Translate into Spanish the following sentence from the document on accessible parking requirements: "Whenever space is altered in an existing building, the new building elements provided must comply with New Jersey Barrier Free requirements."

§ DOCUMENT SECTION:
########
Determining Quantity of Accessible Parking

In order to determine the quantity of accessible parking spaces required for a building, the local zoning ordinance must first be reviewed. The local zoning ordinance will indicate how many parking spaces arerequired for the building’s “use”.

In the case of office buildings, local zoning may require one parking space be provided for every 400 square feet of building gross area. Therefore, if the building contains 60,000 gross square feet, then 150 parking spaces are required.

Once the number of parking spaces is determined, the Uniform Construction Code, State of New Jersey (U.C.C.) indicates the quantity of accessible parking spaces that must be provided. This is determined by comparing the number of parking spaces to the table under paragraph 5:23 ‐7.10 (c) of the U.C.C.

Chapter Seven of the U.C.C. also indicates one van accessible space must be provided for every eight accessible parking spaces or fraction thereof, at least one space must be van accessible.

It should be noted, accessible parking requirements vary for different residential and medical “uses”. Therefore, the U.C.C. should be reviewed whenever determining accessible parking requirements

Accessibility In Existing Buildings

Whenever space is altered in an existing building, the new building elements provided must comply with New Jersey Barrier Free requirements.
In addition, New Jersey’s Uniform Construction Code requires “… an accessible path of travel … be provided up to the point at which the cost of providing accessibility is disproportionate to the cost of the overall … project; a cost is disproportionate if it exceeds 20% of the cost of work.”
This means that in addition to providing accessibility for the new work, 20% of the construction cost must be provided on top of the cost of the new work.
########
§ DATA TO EXAMINE:

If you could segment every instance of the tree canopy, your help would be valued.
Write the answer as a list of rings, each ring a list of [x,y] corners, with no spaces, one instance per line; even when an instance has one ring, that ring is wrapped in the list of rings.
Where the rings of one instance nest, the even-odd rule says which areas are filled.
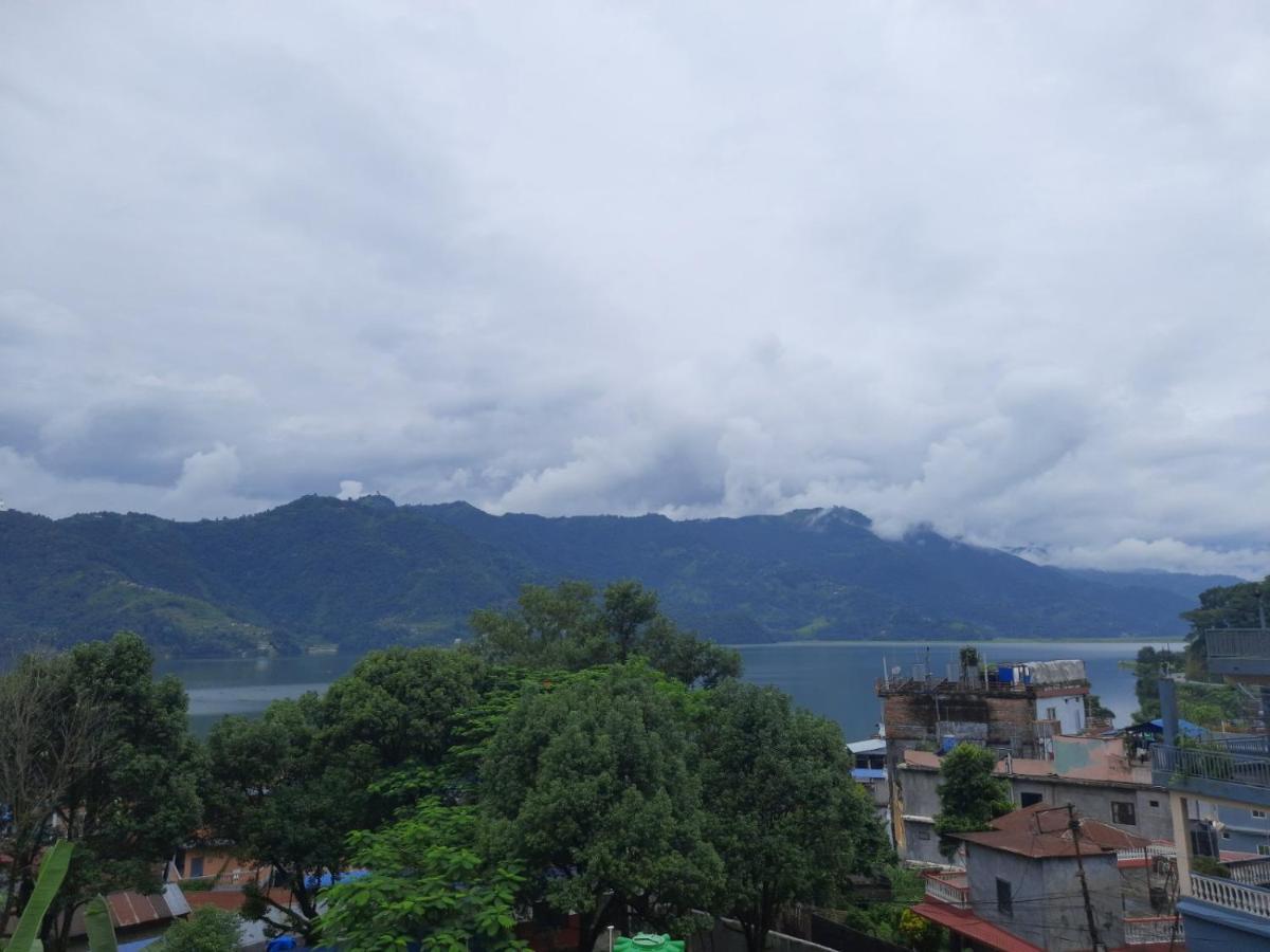
[[[645,664],[613,665],[527,688],[493,737],[488,844],[525,861],[552,909],[582,914],[580,948],[610,905],[658,922],[718,889],[687,703]]]
[[[751,952],[784,905],[831,904],[848,876],[894,859],[836,724],[739,682],[710,692],[698,722],[718,911],[740,922]]]
[[[475,612],[471,627],[471,650],[493,664],[577,671],[643,658],[685,684],[707,687],[740,674],[735,651],[678,628],[636,581],[603,593],[585,581],[526,585],[514,609]]]
[[[55,835],[75,844],[43,927],[65,949],[75,910],[100,892],[161,886],[164,863],[198,826],[199,754],[185,692],[155,679],[154,658],[131,633],[28,656],[0,678],[0,802],[6,831],[6,905],[20,911],[33,866]]]
[[[952,856],[959,845],[950,834],[987,830],[992,820],[1015,809],[1010,784],[992,776],[996,765],[997,755],[975,744],[958,744],[944,757],[935,831],[945,856]]]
########
§ SOLVED PROBLEM: Siempre que se modifique un espacio en un edificio existente, los nuevos elementos constructivos que se incorporen deben cumplir con los requisitos de accesibilidad sin barreras de Nueva Jersey.